DATASET ENTRIES Start Marker

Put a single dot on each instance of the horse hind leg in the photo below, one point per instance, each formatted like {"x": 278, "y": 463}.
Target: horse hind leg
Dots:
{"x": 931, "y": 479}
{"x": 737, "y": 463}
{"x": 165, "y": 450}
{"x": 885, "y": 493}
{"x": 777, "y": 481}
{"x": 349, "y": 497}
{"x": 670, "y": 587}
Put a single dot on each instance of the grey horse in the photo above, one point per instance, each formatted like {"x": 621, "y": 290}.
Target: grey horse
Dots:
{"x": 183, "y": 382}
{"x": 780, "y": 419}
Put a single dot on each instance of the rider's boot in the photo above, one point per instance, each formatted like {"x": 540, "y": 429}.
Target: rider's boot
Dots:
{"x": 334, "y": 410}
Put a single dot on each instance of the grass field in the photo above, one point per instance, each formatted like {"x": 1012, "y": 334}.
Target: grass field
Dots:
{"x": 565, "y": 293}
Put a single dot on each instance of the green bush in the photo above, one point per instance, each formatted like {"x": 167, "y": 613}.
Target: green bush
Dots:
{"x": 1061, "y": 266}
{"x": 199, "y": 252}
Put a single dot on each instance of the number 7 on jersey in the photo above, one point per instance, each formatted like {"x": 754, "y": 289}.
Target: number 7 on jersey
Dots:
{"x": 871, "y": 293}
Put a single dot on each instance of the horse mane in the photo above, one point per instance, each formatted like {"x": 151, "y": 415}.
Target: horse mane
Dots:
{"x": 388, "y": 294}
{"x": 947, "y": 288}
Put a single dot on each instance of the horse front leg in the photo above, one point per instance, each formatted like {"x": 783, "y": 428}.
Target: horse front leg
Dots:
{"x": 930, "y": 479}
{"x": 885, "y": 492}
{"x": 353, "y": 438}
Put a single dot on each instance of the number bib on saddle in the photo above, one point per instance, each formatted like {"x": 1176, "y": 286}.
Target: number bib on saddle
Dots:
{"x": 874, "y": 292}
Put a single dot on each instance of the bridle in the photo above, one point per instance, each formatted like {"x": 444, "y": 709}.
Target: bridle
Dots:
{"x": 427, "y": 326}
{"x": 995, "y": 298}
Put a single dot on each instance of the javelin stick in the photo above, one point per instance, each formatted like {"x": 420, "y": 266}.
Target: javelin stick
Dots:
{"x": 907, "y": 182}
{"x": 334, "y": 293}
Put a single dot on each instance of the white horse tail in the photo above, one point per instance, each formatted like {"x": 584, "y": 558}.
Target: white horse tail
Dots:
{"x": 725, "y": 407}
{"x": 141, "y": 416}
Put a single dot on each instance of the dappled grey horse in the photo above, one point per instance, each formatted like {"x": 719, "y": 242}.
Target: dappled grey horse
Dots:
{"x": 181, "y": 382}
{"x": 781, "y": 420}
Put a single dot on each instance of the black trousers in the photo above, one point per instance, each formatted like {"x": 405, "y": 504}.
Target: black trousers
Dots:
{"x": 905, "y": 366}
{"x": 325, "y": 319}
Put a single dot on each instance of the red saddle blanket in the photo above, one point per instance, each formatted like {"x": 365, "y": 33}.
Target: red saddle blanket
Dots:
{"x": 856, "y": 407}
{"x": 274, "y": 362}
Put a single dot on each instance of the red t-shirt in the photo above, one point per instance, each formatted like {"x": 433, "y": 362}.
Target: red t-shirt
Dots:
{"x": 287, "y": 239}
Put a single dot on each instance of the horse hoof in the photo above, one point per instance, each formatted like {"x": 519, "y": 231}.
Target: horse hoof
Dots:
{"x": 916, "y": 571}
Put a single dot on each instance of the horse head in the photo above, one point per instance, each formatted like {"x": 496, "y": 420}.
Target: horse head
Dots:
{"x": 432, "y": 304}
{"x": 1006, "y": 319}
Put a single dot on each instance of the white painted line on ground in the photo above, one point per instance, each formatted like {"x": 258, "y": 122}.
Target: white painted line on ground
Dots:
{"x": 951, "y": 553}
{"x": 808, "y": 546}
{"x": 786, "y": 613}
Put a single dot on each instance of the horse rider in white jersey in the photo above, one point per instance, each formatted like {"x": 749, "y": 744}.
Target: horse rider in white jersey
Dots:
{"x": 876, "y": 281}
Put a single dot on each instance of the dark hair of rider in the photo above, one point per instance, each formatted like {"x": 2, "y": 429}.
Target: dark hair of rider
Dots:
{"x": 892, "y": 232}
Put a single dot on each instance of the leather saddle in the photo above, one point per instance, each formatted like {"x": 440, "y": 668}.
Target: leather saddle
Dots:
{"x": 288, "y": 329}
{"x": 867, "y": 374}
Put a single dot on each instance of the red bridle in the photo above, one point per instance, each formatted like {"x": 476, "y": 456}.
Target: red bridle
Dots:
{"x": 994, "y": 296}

DATASET ENTRIES End Marker

**THE PROBLEM**
Set down nothing but the lines from the one containing "Target: white painted line on ground" through the final line above, exactly as written.

**EXERCISE RESPONSE**
Target: white painted line on ground
Dots:
{"x": 951, "y": 553}
{"x": 808, "y": 546}
{"x": 786, "y": 613}
Put a single dot on each instance of the horse rider in white jersey in the photo above, one point per instance, each formatted like {"x": 749, "y": 744}.
Target: horse rider in white jersey
Dots:
{"x": 876, "y": 281}
Put a single dot on each instance of the dark hair of rider in the photo above, one point per instance, each formatted like {"x": 2, "y": 429}.
Target: dark hair of rider
Dots:
{"x": 892, "y": 232}
Put a single dot on each instance of the leather saddle in the photo above, one point per instance, each formatted like {"x": 440, "y": 668}.
Target: leather saddle
Dots:
{"x": 288, "y": 329}
{"x": 867, "y": 374}
Put a single dot on each instance of the red bridle in the photo above, one point per instance, each formatted like {"x": 476, "y": 456}.
Target: red bridle
Dots:
{"x": 994, "y": 296}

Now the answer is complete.